• **What is asked**
List every line in the records below that contains the word "foot", treating uppercase and lowercase letters as different.

• **Entries shown**
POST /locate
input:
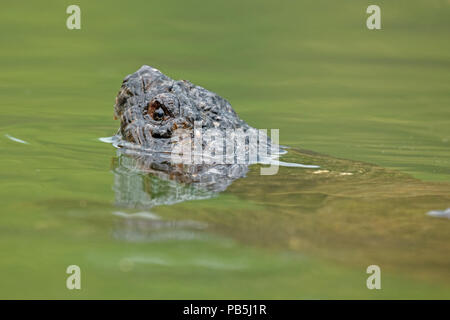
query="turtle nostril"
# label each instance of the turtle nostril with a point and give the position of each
(158, 114)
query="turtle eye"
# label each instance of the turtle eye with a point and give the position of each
(158, 114)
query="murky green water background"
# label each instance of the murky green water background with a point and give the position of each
(309, 68)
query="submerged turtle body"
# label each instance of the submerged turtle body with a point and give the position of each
(153, 109)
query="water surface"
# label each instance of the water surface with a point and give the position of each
(373, 104)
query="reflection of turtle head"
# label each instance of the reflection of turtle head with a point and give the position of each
(147, 180)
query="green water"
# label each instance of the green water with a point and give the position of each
(309, 68)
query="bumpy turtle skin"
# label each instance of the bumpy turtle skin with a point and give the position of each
(148, 142)
(183, 103)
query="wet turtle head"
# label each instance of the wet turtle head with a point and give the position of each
(152, 106)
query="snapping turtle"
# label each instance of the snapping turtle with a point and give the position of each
(159, 115)
(151, 107)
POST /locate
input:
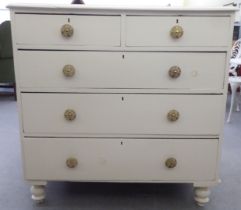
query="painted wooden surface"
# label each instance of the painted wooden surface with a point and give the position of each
(120, 114)
(120, 159)
(140, 70)
(198, 31)
(88, 30)
(121, 93)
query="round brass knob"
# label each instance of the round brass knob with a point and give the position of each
(171, 163)
(174, 72)
(71, 162)
(67, 30)
(68, 70)
(176, 32)
(69, 114)
(173, 115)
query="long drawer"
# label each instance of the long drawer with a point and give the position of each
(68, 114)
(120, 160)
(88, 30)
(197, 31)
(198, 71)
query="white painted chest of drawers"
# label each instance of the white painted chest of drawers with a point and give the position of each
(121, 94)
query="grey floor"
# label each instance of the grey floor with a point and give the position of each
(14, 192)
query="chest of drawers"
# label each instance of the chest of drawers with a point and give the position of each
(121, 94)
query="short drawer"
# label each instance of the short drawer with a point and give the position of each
(197, 31)
(134, 114)
(120, 160)
(87, 30)
(198, 71)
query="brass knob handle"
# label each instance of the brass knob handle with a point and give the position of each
(174, 72)
(67, 30)
(173, 115)
(68, 70)
(176, 32)
(71, 162)
(69, 114)
(171, 163)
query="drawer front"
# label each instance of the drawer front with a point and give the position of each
(87, 30)
(120, 160)
(197, 31)
(49, 114)
(199, 71)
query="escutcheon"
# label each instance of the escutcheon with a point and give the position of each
(69, 70)
(176, 32)
(171, 163)
(71, 162)
(173, 115)
(69, 114)
(67, 30)
(175, 72)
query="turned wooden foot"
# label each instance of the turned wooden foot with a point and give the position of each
(201, 195)
(38, 193)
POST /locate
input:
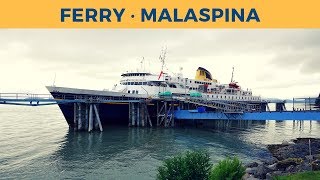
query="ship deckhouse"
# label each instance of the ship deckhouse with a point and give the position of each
(204, 84)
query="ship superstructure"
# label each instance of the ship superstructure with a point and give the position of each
(155, 84)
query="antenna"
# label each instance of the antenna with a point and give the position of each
(141, 63)
(54, 79)
(163, 57)
(232, 74)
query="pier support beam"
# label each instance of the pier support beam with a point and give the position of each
(98, 117)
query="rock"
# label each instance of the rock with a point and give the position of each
(253, 164)
(273, 174)
(269, 176)
(282, 165)
(291, 169)
(310, 157)
(299, 149)
(273, 167)
(252, 170)
(262, 170)
(315, 165)
(305, 166)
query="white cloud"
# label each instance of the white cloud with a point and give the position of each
(274, 63)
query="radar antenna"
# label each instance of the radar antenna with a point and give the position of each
(54, 80)
(162, 60)
(163, 57)
(232, 80)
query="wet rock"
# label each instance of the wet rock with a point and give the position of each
(305, 166)
(273, 167)
(291, 169)
(252, 170)
(262, 170)
(253, 164)
(270, 161)
(269, 176)
(282, 165)
(299, 149)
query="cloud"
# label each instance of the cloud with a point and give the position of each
(94, 57)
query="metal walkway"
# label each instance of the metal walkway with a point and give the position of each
(26, 99)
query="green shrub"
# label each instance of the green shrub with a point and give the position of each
(191, 165)
(228, 169)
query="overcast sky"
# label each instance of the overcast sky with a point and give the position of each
(273, 63)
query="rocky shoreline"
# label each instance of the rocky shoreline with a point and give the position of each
(288, 158)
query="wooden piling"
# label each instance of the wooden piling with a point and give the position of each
(98, 117)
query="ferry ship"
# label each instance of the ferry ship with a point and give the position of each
(145, 85)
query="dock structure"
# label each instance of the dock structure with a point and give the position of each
(88, 112)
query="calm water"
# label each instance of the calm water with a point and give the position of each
(35, 143)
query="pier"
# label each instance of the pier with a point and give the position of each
(90, 112)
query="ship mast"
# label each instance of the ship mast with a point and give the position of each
(232, 74)
(163, 57)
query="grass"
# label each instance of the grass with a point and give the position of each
(188, 166)
(228, 169)
(312, 175)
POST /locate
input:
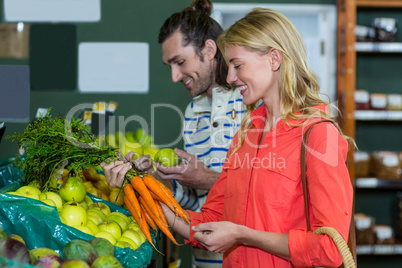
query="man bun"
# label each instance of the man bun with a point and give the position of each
(202, 6)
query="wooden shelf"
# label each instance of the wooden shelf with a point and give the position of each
(372, 47)
(369, 115)
(376, 183)
(379, 249)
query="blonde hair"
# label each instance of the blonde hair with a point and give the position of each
(261, 30)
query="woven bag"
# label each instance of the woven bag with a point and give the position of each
(348, 256)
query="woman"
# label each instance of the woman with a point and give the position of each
(254, 213)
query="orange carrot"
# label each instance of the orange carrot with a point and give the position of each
(165, 195)
(154, 196)
(142, 223)
(161, 213)
(129, 192)
(161, 226)
(140, 187)
(148, 217)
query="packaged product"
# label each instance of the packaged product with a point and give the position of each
(362, 163)
(386, 165)
(364, 229)
(378, 101)
(362, 100)
(394, 102)
(384, 235)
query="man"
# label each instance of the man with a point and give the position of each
(188, 40)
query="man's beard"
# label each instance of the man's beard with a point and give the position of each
(202, 85)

• **Finished answer**
query="turned wooden foot"
# label each instance of the turned wooden foot with a point and give the position of each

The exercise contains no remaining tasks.